▸ **Study text**
Well. Gee. Thanks for your evaluation.
Tell me "Professor," what was wrong with my analogy? Did you ever take chemistry? I did, a bit. I don't remember any of my courses considering where all those atoms came from. According to the MW9 I have at hand, biology is "a branch of knowledege that deals with living organisms." I believe living is the operative word.
ML/NJ
Chemistry deals with molecules far more than atoms. They didn't discuss how molecules are made in your chemistry course?
You wrote:
Evolution has as much to do with biology as theories about the origin of the solar system have to do with chemistry, which is nothing.The "nothing" claim was the central error. Evolution has a *huge* amount to do with biology -- it's the formative factor in almost every aspect of why modern organisms are as they are, in both the largest sense (i.e. the structure of our bodies) and at the smallest (i.e. why we have the biochemistry that we do).

▸ **Information shown**
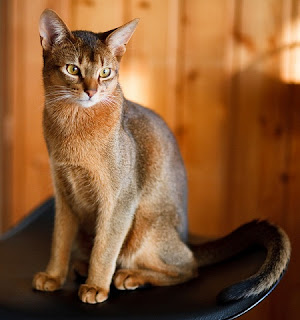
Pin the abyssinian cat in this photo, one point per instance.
(120, 183)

▸ **Exercise set**
1 > For each statement about the exchange on evolution and biology, state whether the text agrees (yes or no) and quote the words that decide it.
(a) The first writer recalls chemistry courses that considered where atoms came from.
(b) The reply holds that chemistry deals with molecules far more than with atoms.
(c) The reply identifies the "nothing" claim as the central error.
2 > Repeat the passage of the exchange on evolution and biology, starting with "Well. Gee. Thanks" and going on through "the operative word.".
3 > Go on with the exchange on evolution and biology from the point at which it stops.

▸ **Exercise answers**
1 >
(a) No: "I don't remember any of my courses considering where all those atoms came from."
(b) Yes: "Chemistry deals with molecules far more than atoms."
(c) Yes: "The "nothing" claim was the central error."

2 >
Well. Gee. Thanks for your evaluation.
Tell me "Professor," what was wrong with my analogy? Did you ever take chemistry? I did, a bit. I don't remember any of my courses considering where all those atoms came from. According to the MW9 I have at hand, biology is "a branch of knowledege that deals with living organisms." I believe living is the operative word.

3 >
As for your claim that the origin of the solar system has "nothing" to do with chemistry, that's in error too, although not to as great a degree. True, many of the laws of chemistry would remain unchanged no matter how the solar system was formed, but that doesn't make the formation of the solar system irrelevant to chemistry in general, because it does affect the chemical makeup of our planet's crust and atmosphere and the types of chemical reactions that occur naturally (a valid field for chemists). In fact, the chemical makeup of our planet (and the Moon, and so on) gives great clues to how our solar system must have (and could not have) formed, precisely *because* the nature of that origin affects the chemical makeup of the results. And conversely the laws of chemistry had a lot to do with how our solar system did form. So the subjects are hardly related by "nothing".
Yes, yes it is. Your point? Are you under the mistaken impression that evolution doesn't deal with the subject of living organisms?